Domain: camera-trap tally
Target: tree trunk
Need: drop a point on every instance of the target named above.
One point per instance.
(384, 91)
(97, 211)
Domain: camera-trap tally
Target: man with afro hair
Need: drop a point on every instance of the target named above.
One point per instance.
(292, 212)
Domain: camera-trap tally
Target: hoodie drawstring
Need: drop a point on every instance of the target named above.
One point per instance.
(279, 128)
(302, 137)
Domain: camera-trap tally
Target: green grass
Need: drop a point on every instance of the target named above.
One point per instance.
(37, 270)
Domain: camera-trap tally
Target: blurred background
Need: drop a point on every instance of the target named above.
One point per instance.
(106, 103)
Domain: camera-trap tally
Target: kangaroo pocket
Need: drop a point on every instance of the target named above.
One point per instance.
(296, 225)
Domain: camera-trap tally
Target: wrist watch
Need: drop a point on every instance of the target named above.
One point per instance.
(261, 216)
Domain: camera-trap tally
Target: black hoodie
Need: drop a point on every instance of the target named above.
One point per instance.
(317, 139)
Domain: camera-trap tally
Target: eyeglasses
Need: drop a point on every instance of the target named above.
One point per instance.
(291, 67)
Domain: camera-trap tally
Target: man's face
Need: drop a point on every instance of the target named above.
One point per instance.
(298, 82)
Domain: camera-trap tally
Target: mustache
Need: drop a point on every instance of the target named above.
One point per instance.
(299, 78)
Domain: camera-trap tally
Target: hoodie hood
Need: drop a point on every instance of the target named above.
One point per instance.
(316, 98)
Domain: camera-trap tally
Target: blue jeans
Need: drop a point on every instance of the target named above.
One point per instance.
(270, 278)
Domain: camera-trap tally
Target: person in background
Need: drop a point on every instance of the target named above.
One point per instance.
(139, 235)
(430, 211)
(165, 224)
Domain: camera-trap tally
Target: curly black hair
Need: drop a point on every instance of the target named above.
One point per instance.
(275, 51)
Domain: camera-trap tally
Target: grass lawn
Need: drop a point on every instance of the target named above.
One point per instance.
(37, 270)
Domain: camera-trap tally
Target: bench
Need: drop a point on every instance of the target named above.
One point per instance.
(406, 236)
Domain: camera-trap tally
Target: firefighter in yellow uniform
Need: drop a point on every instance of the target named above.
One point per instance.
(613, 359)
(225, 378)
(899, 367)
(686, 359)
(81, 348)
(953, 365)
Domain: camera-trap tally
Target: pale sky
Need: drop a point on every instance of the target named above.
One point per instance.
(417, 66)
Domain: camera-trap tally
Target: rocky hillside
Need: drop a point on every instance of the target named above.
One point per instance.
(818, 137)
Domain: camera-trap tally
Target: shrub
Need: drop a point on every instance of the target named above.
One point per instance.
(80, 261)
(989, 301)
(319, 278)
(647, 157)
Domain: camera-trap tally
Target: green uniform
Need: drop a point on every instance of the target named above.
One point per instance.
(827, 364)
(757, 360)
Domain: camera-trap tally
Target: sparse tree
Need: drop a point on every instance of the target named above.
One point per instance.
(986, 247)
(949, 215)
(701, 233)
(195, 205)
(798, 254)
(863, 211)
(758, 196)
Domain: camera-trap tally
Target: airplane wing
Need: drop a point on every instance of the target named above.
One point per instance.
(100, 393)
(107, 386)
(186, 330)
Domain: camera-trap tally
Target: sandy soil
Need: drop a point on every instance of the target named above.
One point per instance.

--------------------------------

■ **Required task**:
Report how many lines of the records contain the word "green". Give only the number.

■ **Response to the task**:
2